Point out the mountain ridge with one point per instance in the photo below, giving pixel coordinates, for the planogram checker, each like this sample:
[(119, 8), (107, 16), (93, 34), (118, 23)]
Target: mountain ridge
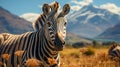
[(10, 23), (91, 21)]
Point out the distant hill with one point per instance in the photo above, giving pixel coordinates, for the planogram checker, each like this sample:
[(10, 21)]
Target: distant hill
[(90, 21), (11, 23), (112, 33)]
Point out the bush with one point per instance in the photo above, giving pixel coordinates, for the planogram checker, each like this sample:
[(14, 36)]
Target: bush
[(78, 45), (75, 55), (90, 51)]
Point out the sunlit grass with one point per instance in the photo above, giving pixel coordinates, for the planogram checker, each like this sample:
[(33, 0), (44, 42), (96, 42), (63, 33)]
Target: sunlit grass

--------------------------------------------------

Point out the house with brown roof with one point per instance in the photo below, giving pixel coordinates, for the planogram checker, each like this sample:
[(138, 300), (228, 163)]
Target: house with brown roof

--------------------------------------------------

> [EXERCISE PROMPT] Please copy the lines exactly, starting at the line that contains "Point out the distant" and ending after the line that contains "[(78, 45), (75, 55), (90, 51)]".

> [RESULT]
Point out the distant hill with one point per instance in the photo above, giving pixel coordinates, for the planogram checker, each like this sample:
[(10, 21)]
Target: distant hill
[(90, 21), (11, 23), (112, 33)]
Point out the bush with one point per instance in the photo above, giving pixel coordinates, for the planogram checker, each like this sample:
[(14, 36)]
Target: bush
[(78, 45), (75, 55), (90, 51)]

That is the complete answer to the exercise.